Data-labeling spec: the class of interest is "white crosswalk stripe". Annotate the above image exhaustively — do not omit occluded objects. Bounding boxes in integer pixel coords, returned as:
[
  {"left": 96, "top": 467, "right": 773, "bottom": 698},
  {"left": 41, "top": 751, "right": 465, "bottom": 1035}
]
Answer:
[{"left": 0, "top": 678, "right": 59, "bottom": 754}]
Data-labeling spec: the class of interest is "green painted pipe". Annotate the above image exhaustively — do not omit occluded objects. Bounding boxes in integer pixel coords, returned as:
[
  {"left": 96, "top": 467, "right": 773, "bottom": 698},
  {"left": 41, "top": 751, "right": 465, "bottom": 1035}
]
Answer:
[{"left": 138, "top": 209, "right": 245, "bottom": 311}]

+--

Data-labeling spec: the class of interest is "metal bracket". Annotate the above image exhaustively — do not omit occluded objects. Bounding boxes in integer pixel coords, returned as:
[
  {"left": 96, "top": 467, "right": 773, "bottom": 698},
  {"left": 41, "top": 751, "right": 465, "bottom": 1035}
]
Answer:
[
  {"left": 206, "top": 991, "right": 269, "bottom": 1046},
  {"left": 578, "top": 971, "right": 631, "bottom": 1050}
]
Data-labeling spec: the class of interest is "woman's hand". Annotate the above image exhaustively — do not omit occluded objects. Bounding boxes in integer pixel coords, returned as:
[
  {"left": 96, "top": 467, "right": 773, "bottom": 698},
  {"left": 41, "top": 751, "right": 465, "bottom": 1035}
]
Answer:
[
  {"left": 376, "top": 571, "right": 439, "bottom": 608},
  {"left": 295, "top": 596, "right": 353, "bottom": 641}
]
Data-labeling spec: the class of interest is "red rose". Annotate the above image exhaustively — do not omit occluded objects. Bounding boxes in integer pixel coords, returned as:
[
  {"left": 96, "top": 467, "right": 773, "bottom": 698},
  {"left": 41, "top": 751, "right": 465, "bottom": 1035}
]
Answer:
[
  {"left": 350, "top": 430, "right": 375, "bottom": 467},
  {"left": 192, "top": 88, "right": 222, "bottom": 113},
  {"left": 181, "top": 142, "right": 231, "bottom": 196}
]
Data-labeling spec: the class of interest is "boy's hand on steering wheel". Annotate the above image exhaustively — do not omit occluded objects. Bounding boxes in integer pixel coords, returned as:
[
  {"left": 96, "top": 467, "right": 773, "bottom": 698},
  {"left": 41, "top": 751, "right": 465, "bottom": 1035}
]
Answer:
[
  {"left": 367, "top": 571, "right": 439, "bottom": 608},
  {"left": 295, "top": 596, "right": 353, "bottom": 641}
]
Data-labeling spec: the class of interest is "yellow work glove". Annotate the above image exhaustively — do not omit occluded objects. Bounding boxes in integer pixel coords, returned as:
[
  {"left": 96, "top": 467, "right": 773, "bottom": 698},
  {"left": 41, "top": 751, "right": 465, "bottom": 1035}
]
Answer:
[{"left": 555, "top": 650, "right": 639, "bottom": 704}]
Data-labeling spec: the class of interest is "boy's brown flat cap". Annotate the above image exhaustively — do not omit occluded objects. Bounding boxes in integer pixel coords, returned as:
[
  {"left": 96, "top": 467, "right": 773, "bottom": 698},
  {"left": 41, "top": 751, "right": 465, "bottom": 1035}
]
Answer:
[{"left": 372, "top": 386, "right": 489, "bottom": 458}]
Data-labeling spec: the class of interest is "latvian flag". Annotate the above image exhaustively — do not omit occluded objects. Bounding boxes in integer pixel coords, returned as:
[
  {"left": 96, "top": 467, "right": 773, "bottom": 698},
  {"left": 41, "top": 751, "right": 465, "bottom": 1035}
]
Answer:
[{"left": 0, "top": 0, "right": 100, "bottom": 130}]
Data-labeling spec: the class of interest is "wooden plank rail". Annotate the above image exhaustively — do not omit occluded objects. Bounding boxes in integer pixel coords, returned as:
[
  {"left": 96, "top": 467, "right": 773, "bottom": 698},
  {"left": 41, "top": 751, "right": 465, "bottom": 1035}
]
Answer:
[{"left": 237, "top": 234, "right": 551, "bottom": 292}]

+--

Exercise brief
Locate every line in the records that contains the word "hand", and copy each of those lines.

Exercise answer
Data-labeling spec: the class of interest is "woman's hand". Annotate the above image exhaustively — do not omit occluded objects. Bounding boxes in integer pixel coords, returned as:
Data-labeling spec: the class of interest is "boy's hand on steering wheel". Annotate the above image exhaustively — do not omit occluded objects. Bounding boxes in integer pixel coords, returned as:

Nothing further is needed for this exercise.